Copy the records below word for word, leaving out nothing.

Point-per-instance localization data:
━━━

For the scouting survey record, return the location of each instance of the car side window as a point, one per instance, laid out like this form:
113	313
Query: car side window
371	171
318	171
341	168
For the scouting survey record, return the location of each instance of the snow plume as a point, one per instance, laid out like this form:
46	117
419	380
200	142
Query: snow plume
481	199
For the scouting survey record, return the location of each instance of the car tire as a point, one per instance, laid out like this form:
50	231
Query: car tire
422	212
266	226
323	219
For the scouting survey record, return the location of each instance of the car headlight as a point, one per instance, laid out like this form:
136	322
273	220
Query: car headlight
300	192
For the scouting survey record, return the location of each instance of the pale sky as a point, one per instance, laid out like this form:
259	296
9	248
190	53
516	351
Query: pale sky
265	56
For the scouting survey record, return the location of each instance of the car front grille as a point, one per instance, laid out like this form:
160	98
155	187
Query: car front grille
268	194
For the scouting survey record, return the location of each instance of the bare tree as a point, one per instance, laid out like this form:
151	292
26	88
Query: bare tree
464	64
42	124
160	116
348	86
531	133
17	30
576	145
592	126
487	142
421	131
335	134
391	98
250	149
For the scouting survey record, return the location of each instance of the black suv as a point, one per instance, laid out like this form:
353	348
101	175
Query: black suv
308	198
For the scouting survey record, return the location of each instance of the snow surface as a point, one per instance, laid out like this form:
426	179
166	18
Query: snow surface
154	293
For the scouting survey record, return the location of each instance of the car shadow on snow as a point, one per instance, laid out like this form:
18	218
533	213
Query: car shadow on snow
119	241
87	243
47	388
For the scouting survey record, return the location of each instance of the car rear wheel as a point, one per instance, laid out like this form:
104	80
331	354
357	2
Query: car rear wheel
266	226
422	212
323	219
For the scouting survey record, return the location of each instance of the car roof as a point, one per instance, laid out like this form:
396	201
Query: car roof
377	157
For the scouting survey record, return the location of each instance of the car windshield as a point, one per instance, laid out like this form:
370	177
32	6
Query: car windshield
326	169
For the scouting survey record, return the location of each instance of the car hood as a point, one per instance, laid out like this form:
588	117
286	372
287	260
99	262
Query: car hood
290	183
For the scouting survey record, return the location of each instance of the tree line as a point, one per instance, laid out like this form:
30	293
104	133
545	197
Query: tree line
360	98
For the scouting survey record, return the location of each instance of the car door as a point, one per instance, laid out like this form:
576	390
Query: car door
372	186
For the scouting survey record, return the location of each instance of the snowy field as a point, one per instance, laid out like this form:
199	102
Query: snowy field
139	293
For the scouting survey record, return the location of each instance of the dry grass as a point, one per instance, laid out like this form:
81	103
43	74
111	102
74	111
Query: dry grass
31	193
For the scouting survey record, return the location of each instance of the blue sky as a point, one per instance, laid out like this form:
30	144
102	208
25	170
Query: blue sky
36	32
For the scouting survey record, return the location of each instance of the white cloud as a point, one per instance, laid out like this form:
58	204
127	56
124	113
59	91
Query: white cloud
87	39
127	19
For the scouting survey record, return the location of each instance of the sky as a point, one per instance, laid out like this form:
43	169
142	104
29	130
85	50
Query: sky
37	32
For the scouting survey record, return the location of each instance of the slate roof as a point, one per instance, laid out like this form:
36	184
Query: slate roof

━━━

__Solution below__.
For the scouting survey record, return the location of each instance of the car side window as a point, one per instance, laid out like this form:
113	313
Query: car side window
371	171
318	171
341	168
For the scouting survey record, return the location of each instance of the snow plume as a point, one per instance, laid out like this form:
46	117
419	380
200	142
Query: snow plume
481	199
For the scouting survey record, return the location of each instance of the car tire as a point, one per instance, laid out like this form:
50	231
Query: car tire
422	212
266	226
323	219
For the scouting survey record, return the location of each instance of the car headlight as a point, one per instance, laid out like this form:
136	322
273	220
Query: car headlight
300	192
For the scouting survey record, return the location of each instance of the pale sky as a point, one per instance, laid out like this form:
259	296
9	248
190	53
516	351
Query: pale sky
265	56
For the scouting survey record, return the location of each instance of the car front grille as a point, one per instance, laid out like this form:
160	98
155	187
Query: car front grille
268	194
For the scouting survey record, return the location of each instance of the bare tree as a point, one per instance, laid out like this form:
151	292
26	88
Query: bare tree
464	64
42	124
160	116
348	86
531	133
17	30
576	145
592	126
487	142
421	131
335	134
391	98
250	149
For the scouting survey record, return the location of each instance of the black suv as a point, one per instance, laid out like this form:
353	348
101	175
Query: black suv
308	198
For the scouting survey record, return the location of each instance of the snow surface as a point, one per instance, laid out like this form:
426	179
166	18
Query: snow surface
154	293
For the scouting survey record, return the location of each instance of the car shadow on snow as a point, one per instance, laid out like this form:
18	218
533	213
Query: car shadow on snow
119	241
87	243
47	388
For the scouting survey record, return the location of each instance of the car rear wheel as a point, one per instance, laid out like this form:
104	80
331	354
357	2
Query: car rear wheel
266	226
422	212
323	219
For the scouting survey record, return the location of each instance of the car roof as a point, one per instance, laid out like this form:
396	201
Query: car roof
377	157
For the scouting survey record, return the location of each instance of the car windshield as a point, one per instance, laid out like this form:
370	177
32	6
Query: car windshield
326	169
For the scouting survey record, return the location of each instance of the car hood as a point, one per instance, laid out like this form:
588	117
286	372
287	260
99	262
Query: car hood
290	183
For the scouting survey record, return the location of each instance of the tree line as a point, one per instance, laid out like this form:
30	293
104	133
545	197
Query: tree line
360	98
For the scouting survey record, return the location of each instance of the car door as a point, one per instance, laid out like this form:
576	390
Query: car door
372	186
For the scouting survey record, return the location of each instance of the snowy field as a point, one per instance, laid out like this form:
199	102
Query: snowy field
139	293
For the scouting survey record, return the location of each instance of the dry grass as a point, one per instance, laid out like this form:
81	103
43	74
111	102
74	111
Query: dry grass
31	193
For the scouting survey record, return the location of each instance of the blue sky as a point, one per instance, laid out like this form:
30	144
102	208
25	170
Query: blue sky
36	32
For the scouting survey record, return the location of each instance of the white cloud as a point, one per instance, laid out like this form:
58	204
127	56
124	113
59	91
Query: white cloud
87	39
127	19
For the scouting survey record, return the location of each instance of the sky as a point, one per instance, laid out like this form:
43	169
142	104
29	130
85	50
Query: sky
37	32
For the scouting survey record, return the location of each instance of the slate roof as a point, one per instance, laid out like this form:
36	184
Query: slate roof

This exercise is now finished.